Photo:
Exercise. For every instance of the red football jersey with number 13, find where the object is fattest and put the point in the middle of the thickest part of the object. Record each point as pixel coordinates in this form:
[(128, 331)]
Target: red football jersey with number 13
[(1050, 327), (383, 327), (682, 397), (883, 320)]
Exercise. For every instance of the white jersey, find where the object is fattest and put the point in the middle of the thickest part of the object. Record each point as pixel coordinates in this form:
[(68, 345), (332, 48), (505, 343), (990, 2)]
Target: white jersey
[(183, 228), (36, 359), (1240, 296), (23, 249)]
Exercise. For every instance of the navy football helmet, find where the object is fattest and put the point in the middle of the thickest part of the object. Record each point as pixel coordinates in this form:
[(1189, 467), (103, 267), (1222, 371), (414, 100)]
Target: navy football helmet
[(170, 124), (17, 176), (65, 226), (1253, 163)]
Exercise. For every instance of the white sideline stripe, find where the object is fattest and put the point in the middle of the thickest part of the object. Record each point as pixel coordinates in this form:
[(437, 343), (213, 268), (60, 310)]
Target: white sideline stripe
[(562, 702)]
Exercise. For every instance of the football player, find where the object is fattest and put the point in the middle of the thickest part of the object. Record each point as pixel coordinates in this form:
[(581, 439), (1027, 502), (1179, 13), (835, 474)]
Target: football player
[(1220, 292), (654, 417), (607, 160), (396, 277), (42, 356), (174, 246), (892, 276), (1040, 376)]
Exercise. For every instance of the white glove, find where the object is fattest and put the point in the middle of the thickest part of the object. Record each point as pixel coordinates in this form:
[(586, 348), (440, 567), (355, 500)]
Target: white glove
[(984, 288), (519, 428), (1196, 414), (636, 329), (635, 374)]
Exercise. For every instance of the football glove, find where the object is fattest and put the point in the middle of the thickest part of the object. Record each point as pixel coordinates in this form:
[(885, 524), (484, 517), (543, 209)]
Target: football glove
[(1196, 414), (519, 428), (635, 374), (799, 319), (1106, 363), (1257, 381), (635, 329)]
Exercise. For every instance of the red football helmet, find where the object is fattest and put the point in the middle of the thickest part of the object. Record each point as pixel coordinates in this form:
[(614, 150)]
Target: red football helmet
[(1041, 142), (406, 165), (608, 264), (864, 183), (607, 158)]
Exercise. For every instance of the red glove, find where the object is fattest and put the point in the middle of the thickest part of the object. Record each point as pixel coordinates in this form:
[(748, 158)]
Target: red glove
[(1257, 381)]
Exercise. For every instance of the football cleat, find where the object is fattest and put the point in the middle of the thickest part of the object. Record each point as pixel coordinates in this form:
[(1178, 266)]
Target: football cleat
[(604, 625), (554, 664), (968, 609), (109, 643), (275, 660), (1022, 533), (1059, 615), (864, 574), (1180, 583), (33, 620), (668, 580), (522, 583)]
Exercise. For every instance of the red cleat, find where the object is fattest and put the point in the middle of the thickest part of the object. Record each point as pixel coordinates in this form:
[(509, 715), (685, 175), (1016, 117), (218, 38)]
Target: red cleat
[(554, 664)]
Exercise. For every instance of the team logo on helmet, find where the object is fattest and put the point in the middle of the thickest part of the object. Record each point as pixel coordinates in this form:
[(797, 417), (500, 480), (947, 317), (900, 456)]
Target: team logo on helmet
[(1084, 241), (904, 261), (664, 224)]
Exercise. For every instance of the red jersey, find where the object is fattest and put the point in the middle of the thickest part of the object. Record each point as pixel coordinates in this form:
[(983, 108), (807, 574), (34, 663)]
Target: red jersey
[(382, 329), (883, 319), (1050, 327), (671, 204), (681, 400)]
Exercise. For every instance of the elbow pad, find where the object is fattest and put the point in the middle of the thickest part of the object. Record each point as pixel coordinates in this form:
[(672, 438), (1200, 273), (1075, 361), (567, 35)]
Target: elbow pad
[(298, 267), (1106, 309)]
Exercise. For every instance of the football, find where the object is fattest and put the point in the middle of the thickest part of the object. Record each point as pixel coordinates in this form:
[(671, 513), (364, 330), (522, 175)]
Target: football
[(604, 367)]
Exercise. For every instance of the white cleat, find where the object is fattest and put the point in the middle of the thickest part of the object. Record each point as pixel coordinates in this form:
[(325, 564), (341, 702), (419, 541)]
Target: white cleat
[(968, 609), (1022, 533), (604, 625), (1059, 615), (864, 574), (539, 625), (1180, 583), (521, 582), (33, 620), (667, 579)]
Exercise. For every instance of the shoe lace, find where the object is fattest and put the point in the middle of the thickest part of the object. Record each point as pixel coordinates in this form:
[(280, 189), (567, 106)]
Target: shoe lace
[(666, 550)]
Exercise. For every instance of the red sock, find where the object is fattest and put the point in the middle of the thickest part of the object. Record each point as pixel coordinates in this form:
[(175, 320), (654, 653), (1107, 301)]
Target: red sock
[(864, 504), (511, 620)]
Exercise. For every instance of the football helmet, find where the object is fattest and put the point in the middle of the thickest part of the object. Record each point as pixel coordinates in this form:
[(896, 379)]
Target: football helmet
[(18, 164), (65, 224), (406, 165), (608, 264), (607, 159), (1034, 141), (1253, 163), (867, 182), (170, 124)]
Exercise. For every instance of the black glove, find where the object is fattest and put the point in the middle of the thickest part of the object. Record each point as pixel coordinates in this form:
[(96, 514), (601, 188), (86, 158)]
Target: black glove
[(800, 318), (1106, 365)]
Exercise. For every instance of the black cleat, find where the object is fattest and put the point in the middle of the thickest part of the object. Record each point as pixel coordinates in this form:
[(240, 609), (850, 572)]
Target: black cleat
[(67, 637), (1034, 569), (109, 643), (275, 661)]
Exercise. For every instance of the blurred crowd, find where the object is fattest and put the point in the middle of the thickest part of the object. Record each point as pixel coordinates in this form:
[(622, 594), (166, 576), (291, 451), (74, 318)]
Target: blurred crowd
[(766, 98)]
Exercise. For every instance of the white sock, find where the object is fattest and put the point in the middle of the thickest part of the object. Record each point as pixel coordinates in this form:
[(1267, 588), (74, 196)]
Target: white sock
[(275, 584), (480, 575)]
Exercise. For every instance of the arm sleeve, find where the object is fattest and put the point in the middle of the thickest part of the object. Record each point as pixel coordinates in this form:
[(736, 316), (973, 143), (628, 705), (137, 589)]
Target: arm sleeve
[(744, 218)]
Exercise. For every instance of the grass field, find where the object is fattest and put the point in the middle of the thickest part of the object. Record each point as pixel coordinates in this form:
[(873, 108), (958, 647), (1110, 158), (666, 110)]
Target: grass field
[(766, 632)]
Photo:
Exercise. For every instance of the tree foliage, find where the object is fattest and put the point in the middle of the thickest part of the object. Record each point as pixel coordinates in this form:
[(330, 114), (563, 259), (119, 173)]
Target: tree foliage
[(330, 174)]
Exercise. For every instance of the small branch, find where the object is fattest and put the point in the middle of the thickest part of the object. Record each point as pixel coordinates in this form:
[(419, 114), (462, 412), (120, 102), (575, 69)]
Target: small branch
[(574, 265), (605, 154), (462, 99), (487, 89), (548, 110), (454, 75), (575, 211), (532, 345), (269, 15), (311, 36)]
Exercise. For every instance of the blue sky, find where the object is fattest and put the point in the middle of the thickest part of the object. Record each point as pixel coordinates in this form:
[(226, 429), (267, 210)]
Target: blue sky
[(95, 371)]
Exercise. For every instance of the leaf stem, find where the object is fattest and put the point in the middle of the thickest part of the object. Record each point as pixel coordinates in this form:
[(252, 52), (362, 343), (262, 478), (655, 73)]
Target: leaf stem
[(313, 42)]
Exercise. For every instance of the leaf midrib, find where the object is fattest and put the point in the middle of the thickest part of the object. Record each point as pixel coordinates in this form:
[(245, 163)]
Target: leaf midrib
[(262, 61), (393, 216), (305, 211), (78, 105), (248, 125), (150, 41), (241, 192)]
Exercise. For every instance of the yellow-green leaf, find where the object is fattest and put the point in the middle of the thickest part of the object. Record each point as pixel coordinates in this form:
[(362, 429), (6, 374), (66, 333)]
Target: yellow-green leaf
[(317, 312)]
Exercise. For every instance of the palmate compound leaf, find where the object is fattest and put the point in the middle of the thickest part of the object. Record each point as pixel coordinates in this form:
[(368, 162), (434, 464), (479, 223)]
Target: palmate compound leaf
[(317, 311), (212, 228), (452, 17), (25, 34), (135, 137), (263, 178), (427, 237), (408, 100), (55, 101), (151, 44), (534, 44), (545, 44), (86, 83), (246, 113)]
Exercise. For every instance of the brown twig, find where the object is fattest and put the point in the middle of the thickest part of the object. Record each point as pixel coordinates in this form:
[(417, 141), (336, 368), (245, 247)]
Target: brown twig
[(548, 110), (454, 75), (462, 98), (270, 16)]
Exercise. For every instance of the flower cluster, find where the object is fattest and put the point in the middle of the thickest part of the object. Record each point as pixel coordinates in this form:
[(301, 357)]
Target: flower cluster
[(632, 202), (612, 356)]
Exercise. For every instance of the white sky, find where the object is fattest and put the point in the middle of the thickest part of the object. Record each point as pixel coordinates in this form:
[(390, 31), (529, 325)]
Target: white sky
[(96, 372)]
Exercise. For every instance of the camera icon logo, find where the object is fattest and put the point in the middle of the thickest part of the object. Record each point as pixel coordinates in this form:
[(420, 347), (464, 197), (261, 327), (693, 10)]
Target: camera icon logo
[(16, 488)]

::::

■ THE PROBLEM
Please retype the stretch of the records above from the line containing "Exercise. For every instance of the white sideline" through the line containing "Target: white sideline stripe", changing nothing.

■ SOLUTION FOR THIS EXERCISE
Exercise. For every instance of the white sideline stripe, find where the object is fattest and put the point in the middle of the thickest part of the object. Record each point as pixel coordinates in this form:
[(437, 343), (213, 268), (60, 310)]
Target: white sideline stripe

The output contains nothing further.